- [EXERCISE 1]:
In the brake discussion, what does the residual pressure valve keep the drum shoes from doing?
- [EXERCISE 2]:
Please reproduce the brake discussion starting with "Drums do indeed" and going on through "know about it.", swapping "M/C" for "master cylinder".

- [PAGE]:
__________
Back to the subject...I am fearfull of all the plumbing I will have to do and connector inconsitencies I'll have if I start swapping out 1967 (SSBC repro) parts with 1980's MkVII and 1990s Mustang stuff. There's the distro-block on the inner fender by the MC, then I'll have to insert my manual porp-valve, then there's another "thingie" above my rear axle that has one hard line coming in and onecoming out of it. Is that a residual pressure valve? I thought drums did not need those but it is left over from my rear-drum setup. Should I use it or bypass it now that I have converted to 12.2 discs?

If I use the JMC MC I wont have to install the Wilwood porp-valve. but what about the factory distro block?
 
Drums do indeed need the residual pressure valve, it is discs that typically do not. It keeps the shoes from retracting too far.

I'd lose the factory distribution block, run the rear line from the M/C through your manual adjustable proportioning valve and on back (lose the residual valve), and simply 'T' the front line out of the M/C to the sides.
 
Dual chambered MCs do, dual MCs use a equalization bar than can be adjusted for bias.

I like to hear what you said Reen. Always been a proponent of the K I S S principle and was thinking of doing just that if it were feasible and reliable.

If I do not use the dist-block I'll lose the brake warning light. But I'm thinking that is minor since with 13s out front and 12.2s in back if one side gets too much pressure versus the other I'm agonna know about it.
__________
- [SUPPLIED RECORDS]:
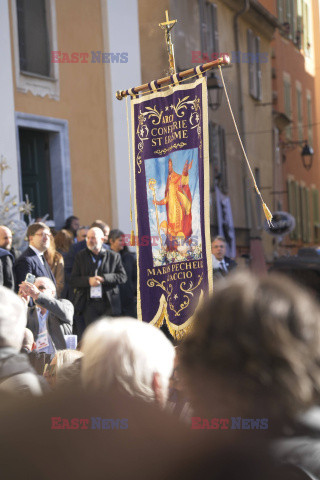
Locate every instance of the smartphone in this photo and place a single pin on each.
(30, 278)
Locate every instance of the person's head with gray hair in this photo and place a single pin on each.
(131, 356)
(13, 319)
(46, 285)
(28, 341)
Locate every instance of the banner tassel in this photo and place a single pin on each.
(266, 210)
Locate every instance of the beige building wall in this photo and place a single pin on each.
(82, 103)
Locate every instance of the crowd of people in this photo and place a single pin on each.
(236, 398)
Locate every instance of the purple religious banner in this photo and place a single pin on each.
(172, 204)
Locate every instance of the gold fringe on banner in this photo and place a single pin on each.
(132, 239)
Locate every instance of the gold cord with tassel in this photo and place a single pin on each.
(266, 210)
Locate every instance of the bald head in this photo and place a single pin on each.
(5, 237)
(95, 239)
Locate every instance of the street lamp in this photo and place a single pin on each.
(214, 91)
(306, 152)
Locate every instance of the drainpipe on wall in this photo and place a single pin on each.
(241, 113)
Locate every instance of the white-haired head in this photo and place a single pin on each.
(131, 355)
(13, 319)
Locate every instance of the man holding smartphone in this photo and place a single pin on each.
(50, 319)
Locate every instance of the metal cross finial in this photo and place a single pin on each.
(167, 26)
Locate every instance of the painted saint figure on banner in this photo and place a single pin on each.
(178, 202)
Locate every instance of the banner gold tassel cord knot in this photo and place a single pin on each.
(266, 210)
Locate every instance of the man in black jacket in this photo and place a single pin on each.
(96, 274)
(32, 260)
(221, 264)
(6, 258)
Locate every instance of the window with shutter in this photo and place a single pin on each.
(299, 113)
(280, 10)
(309, 114)
(218, 161)
(316, 215)
(255, 85)
(292, 205)
(287, 103)
(297, 199)
(208, 13)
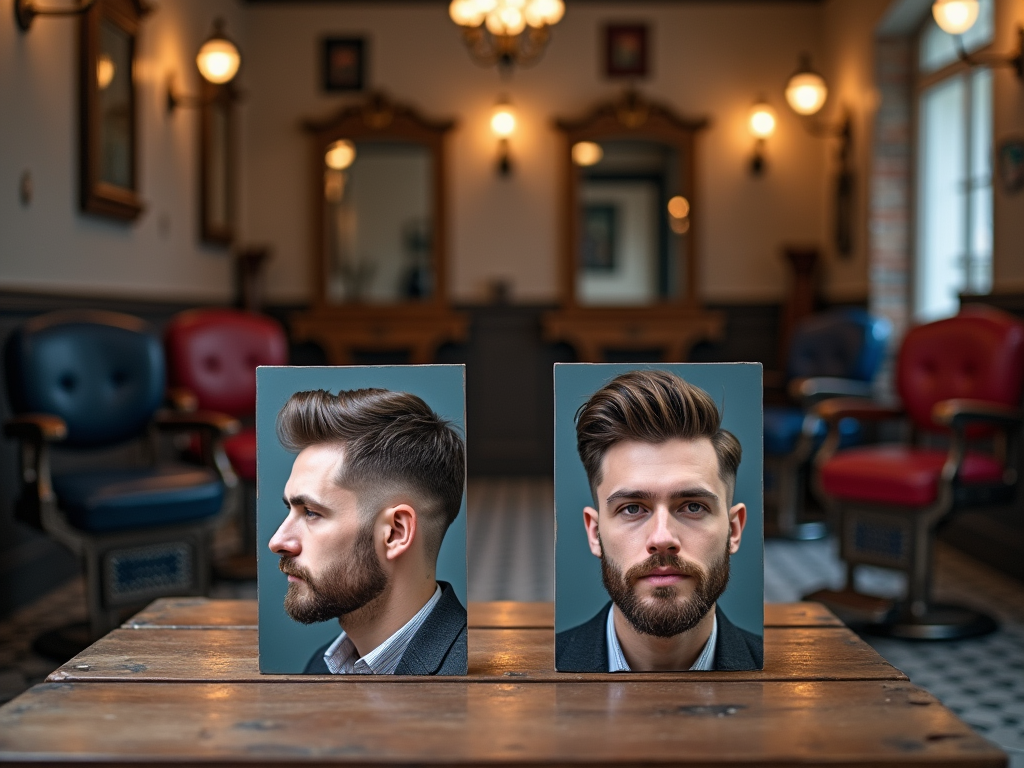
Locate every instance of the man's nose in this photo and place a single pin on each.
(663, 538)
(285, 541)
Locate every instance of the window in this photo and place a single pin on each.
(954, 171)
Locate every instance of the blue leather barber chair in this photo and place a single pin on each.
(835, 353)
(80, 383)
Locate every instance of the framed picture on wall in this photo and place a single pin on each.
(626, 50)
(344, 64)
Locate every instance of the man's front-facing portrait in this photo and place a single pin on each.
(651, 498)
(375, 480)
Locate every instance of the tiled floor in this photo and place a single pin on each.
(511, 544)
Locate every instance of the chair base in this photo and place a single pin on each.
(939, 623)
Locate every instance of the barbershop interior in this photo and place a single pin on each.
(832, 188)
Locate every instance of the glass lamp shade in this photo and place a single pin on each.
(218, 59)
(806, 92)
(340, 155)
(762, 121)
(955, 16)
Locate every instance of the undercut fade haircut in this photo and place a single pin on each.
(651, 407)
(393, 443)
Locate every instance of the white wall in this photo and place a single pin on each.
(709, 59)
(50, 245)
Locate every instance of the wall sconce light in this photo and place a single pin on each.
(956, 16)
(806, 92)
(26, 10)
(503, 126)
(506, 32)
(218, 60)
(762, 125)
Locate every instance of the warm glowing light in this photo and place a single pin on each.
(955, 16)
(762, 121)
(104, 71)
(679, 207)
(503, 121)
(587, 153)
(340, 155)
(806, 92)
(218, 59)
(545, 12)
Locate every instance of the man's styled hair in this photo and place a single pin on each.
(392, 442)
(651, 407)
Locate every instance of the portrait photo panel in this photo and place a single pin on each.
(581, 596)
(288, 646)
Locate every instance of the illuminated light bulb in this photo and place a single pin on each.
(340, 155)
(806, 92)
(679, 207)
(503, 121)
(104, 71)
(762, 121)
(955, 16)
(587, 153)
(466, 12)
(545, 12)
(218, 59)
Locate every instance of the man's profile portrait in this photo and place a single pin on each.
(376, 479)
(664, 522)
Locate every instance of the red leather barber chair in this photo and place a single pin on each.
(212, 354)
(961, 382)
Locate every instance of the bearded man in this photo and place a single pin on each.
(663, 473)
(378, 480)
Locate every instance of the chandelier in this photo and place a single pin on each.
(506, 33)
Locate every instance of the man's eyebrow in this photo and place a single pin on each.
(694, 493)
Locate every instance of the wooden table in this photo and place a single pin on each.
(179, 683)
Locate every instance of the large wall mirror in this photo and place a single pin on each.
(379, 232)
(629, 270)
(108, 98)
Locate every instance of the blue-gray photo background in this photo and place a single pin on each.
(737, 390)
(285, 645)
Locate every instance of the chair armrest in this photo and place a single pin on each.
(817, 388)
(957, 413)
(835, 410)
(181, 399)
(36, 428)
(208, 421)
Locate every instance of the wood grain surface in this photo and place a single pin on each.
(526, 654)
(198, 612)
(628, 722)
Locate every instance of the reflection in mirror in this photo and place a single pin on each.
(379, 224)
(628, 244)
(114, 85)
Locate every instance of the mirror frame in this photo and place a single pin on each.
(375, 119)
(630, 117)
(213, 95)
(99, 197)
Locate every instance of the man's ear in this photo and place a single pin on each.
(400, 523)
(737, 521)
(593, 535)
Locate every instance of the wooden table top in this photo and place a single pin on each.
(179, 683)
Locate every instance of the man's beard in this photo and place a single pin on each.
(344, 587)
(665, 613)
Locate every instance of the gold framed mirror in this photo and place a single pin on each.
(629, 271)
(109, 128)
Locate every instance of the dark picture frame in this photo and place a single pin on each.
(626, 50)
(344, 64)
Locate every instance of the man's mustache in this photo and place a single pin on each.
(654, 562)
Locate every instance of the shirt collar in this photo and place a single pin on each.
(341, 655)
(617, 663)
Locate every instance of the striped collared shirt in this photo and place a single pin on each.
(340, 655)
(617, 663)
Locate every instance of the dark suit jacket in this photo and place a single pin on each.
(438, 647)
(585, 648)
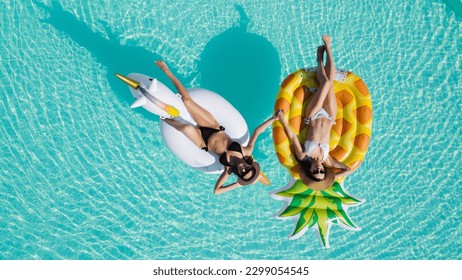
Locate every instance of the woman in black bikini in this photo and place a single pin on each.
(210, 136)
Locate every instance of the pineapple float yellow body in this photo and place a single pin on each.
(349, 141)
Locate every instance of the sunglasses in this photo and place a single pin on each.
(319, 171)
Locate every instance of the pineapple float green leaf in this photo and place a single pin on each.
(317, 209)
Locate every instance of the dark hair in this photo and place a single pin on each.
(249, 161)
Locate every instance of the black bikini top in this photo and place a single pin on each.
(235, 147)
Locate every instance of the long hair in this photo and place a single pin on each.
(246, 159)
(305, 165)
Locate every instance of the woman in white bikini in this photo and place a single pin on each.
(313, 156)
(210, 136)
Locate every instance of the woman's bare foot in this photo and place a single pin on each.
(161, 64)
(320, 53)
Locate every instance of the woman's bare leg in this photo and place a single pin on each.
(200, 115)
(321, 93)
(330, 104)
(193, 133)
(330, 67)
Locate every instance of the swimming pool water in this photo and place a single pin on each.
(83, 176)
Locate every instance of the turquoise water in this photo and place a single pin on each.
(83, 176)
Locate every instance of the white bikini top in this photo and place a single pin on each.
(310, 145)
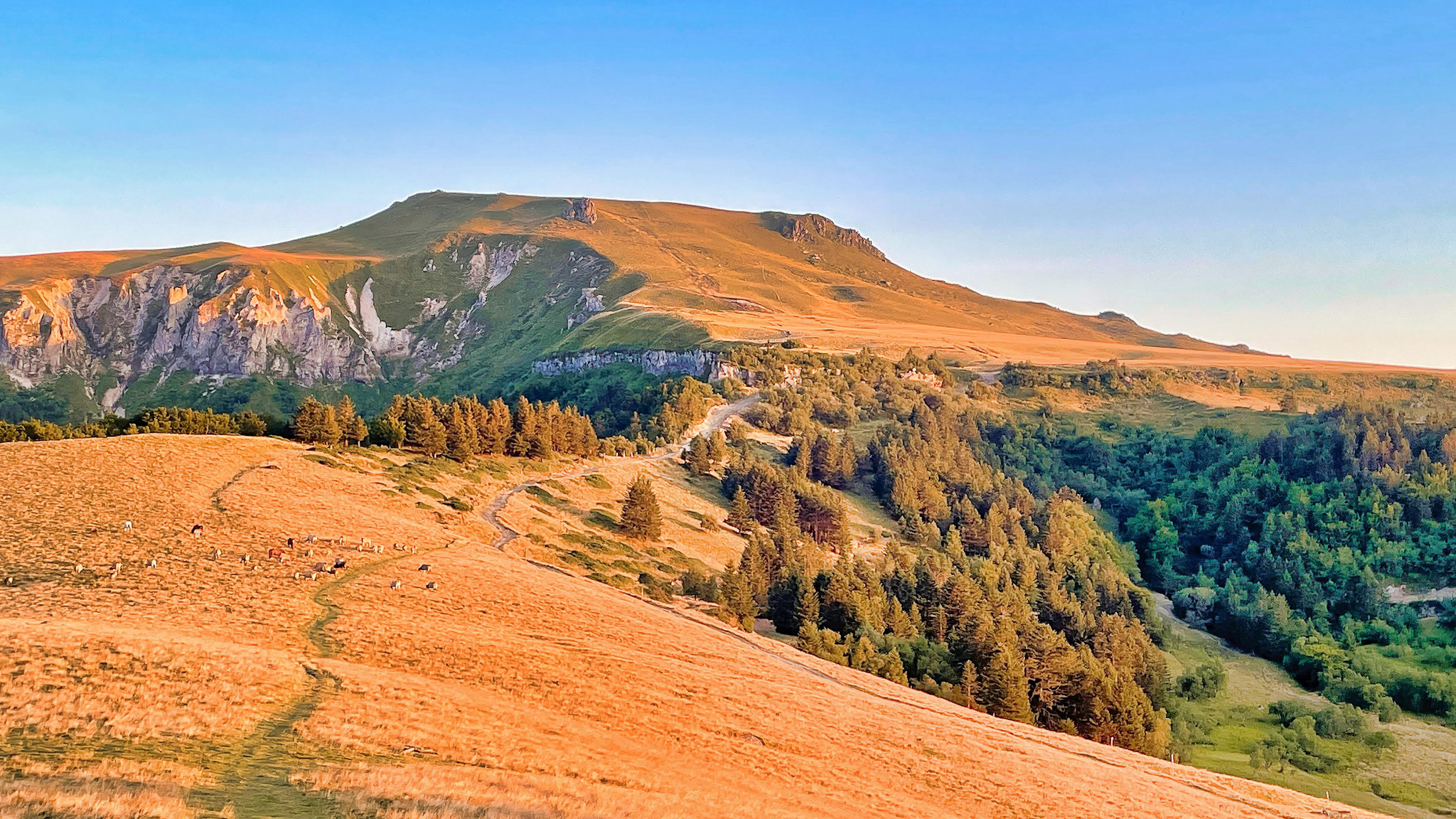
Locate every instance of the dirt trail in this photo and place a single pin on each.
(254, 776)
(717, 419)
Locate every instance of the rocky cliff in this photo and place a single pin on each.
(700, 363)
(236, 321)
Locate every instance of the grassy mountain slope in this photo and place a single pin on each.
(213, 687)
(732, 276)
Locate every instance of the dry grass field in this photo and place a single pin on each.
(225, 688)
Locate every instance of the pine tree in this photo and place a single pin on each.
(329, 427)
(808, 601)
(970, 687)
(893, 668)
(308, 422)
(387, 430)
(432, 434)
(1004, 682)
(358, 430)
(641, 516)
(346, 416)
(461, 434)
(739, 515)
(717, 448)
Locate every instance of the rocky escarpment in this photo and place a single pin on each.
(813, 228)
(700, 363)
(179, 319)
(582, 210)
(237, 323)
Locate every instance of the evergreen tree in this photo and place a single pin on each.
__________
- [TASK RESPONSE 1]:
It keeps them from retracting too far.

- [TASK RESPONSE 2]:
Drums do indeed need the residual pressure valve, it is discs that typically do not. It keeps the shoes from retracting too far.

I'd lose the factory distribution block, run the rear line from the master cylinder through your manual adjustable proportioning valve and on back (lose the residual valve), and simply 'T' the front line out of the master cylinder to the sides.
 
Dual chambered MCs do, dual MCs use a equalization bar than can be adjusted for bias.

I like to hear what you said Reen. Always been a proponent of the K I S S principle and was thinking of doing just that if it were feasible and reliable.

If I do not use the dist-block I'll lose the brake warning light. But I'm thinking that is minor since with 13s out front and 12.2s in back if one side gets too much pressure versus the other I'm agonna know about it.